-- SET EXERCISE --
Present the data below as a Markdown table with the columns Row and Line, starting at the line containing "Identify every blue-green" and ending at the line containing "[42,201,274,301]", both included. Skip blank lines and leave the pictures out.

-- MATERIAL TO PROCESS --
───
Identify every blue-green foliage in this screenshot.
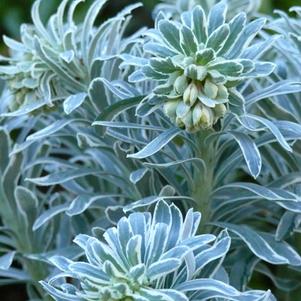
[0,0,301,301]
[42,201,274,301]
───
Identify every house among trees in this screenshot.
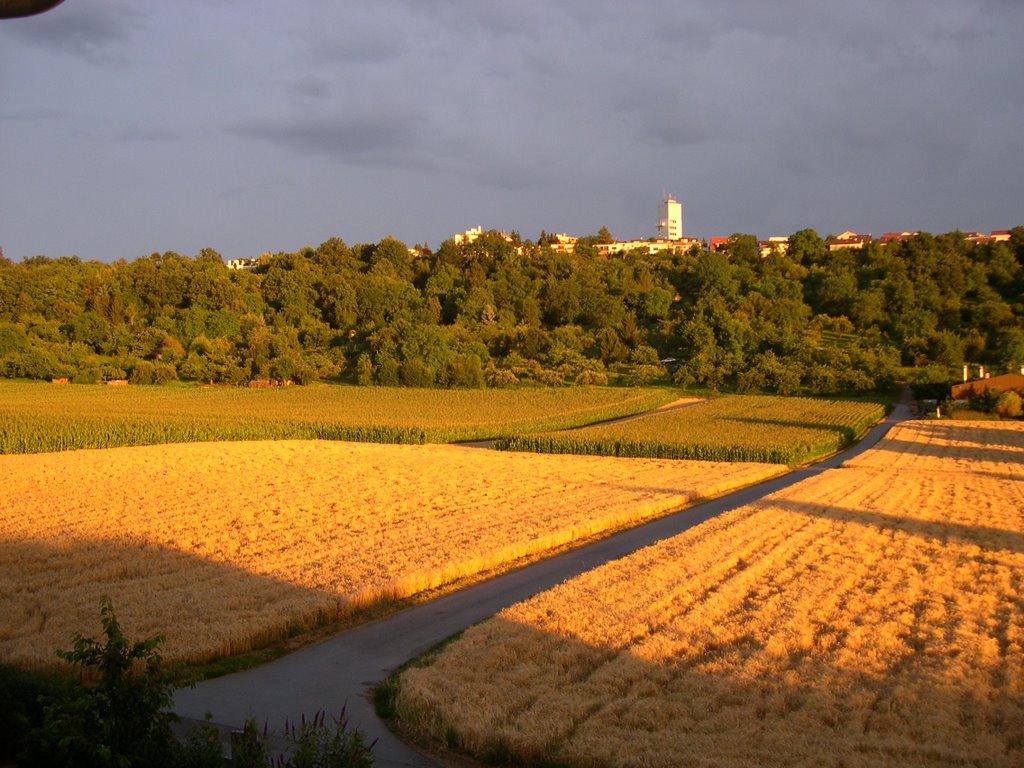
───
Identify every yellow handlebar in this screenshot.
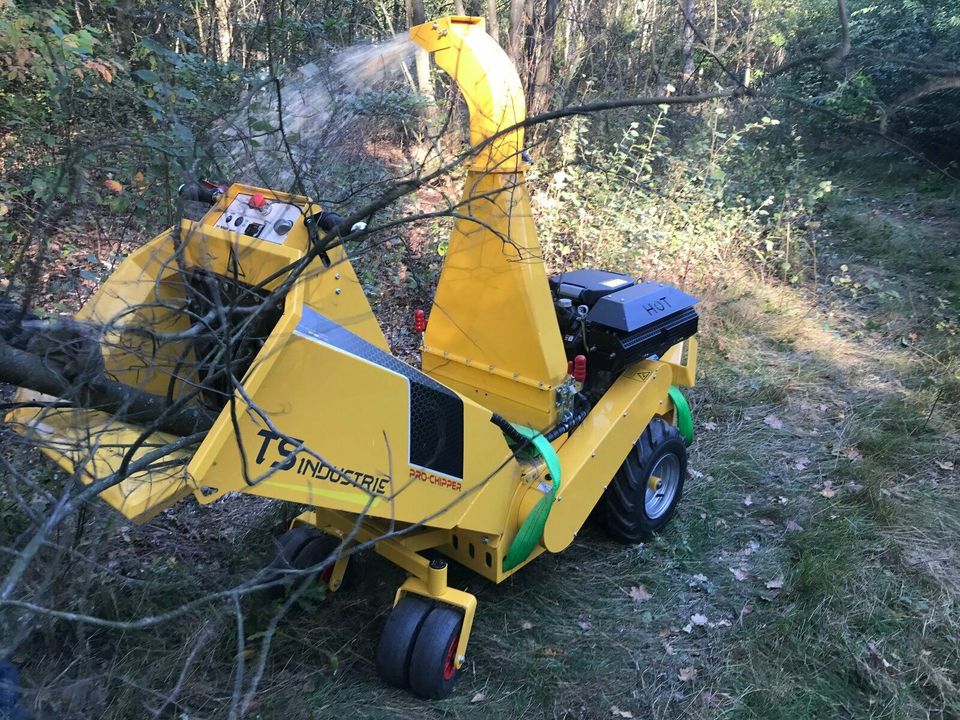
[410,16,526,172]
───
-- SOLUTION --
| Row | Line |
|---|---|
| 1 | Identify every blue-green foliage in this screenshot. |
| 2 | [0,0,301,301] |
| 3 | [42,201,274,301] |